DATA EXTRACT:
______________________________
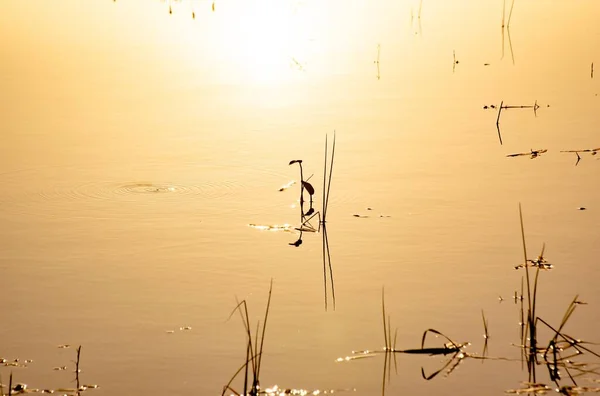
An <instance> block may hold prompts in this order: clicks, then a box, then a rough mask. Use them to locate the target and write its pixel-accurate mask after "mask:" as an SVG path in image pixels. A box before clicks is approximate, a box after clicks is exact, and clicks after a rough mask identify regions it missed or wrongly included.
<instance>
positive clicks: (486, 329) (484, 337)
mask: <svg viewBox="0 0 600 396" xmlns="http://www.w3.org/2000/svg"><path fill="white" fill-rule="evenodd" d="M481 318H482V319H483V330H484V331H485V334H484V335H483V338H484V339H485V342H484V343H483V351H482V352H481V356H482V357H486V355H487V351H488V345H487V343H488V339H489V338H490V334H489V332H488V327H487V325H488V321H487V319H486V318H485V314H484V313H483V309H482V310H481ZM483 362H485V359H481V363H483Z"/></svg>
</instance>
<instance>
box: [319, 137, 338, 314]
mask: <svg viewBox="0 0 600 396" xmlns="http://www.w3.org/2000/svg"><path fill="white" fill-rule="evenodd" d="M327 143H328V142H327V136H325V162H324V167H323V204H322V211H323V217H322V218H321V221H320V224H319V225H320V226H322V231H323V241H322V242H323V244H322V248H323V251H322V256H323V283H324V286H325V310H327V270H326V267H329V282H330V284H331V299H332V303H333V309H334V310H335V286H334V282H333V267H332V265H331V253H330V251H329V238H328V236H327V207H328V206H329V194H330V192H331V176H332V172H333V160H334V158H335V131H333V145H332V149H331V162H330V163H329V175H327V152H328V145H327ZM325 180H327V188H325Z"/></svg>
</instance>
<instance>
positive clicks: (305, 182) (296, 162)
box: [289, 131, 335, 310]
mask: <svg viewBox="0 0 600 396" xmlns="http://www.w3.org/2000/svg"><path fill="white" fill-rule="evenodd" d="M328 148H329V147H328V140H327V136H326V137H325V164H324V169H323V202H322V208H321V211H320V212H315V209H314V207H313V196H314V194H315V190H314V187H313V186H312V185H311V184H310V183H308V181H307V180H304V173H303V168H302V160H292V161H290V163H289V165H292V164H295V163H297V164H298V165H299V166H300V226H299V227H298V228H296V230H298V231H299V232H300V235H299V238H298V240H297V241H295V242H293V243H289V245H292V246H295V247H299V246H300V245H301V244H302V234H303V232H304V231H308V232H317V231H321V232H322V260H323V283H324V295H325V310H327V309H328V300H329V297H328V292H327V274H328V273H329V283H330V285H331V299H332V303H333V309H334V310H335V286H334V281H333V267H332V265H331V253H330V250H329V237H328V235H327V226H326V224H327V208H328V205H329V194H330V192H331V177H332V171H333V161H334V156H335V131H334V134H333V146H332V150H331V162H330V163H329V170H328V169H327V165H328V161H327V159H328V158H327V157H328ZM309 179H310V178H309ZM305 190H306V191H307V192H308V194H309V196H310V208H309V209H308V210H307V211H306V212H305V211H304V202H305V201H304V191H305ZM315 217H317V218H318V219H319V228H318V230H317V229H316V228H315V227H314V226H313V225H312V224H311V220H312V219H314V218H315Z"/></svg>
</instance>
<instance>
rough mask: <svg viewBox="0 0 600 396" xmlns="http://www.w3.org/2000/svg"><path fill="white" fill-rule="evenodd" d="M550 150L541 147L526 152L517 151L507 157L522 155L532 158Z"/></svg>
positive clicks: (518, 156) (507, 155) (538, 156)
mask: <svg viewBox="0 0 600 396" xmlns="http://www.w3.org/2000/svg"><path fill="white" fill-rule="evenodd" d="M546 152H548V150H547V149H539V150H533V149H531V150H529V152H525V153H515V154H508V155H507V157H520V156H530V157H531V159H534V158H537V157H539V156H540V155H542V154H544V153H546Z"/></svg>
______________________________
TASK GOAL: Say the number of lines in the material above that contain the word "rough", and nothing else.

FINISHED TASK: 2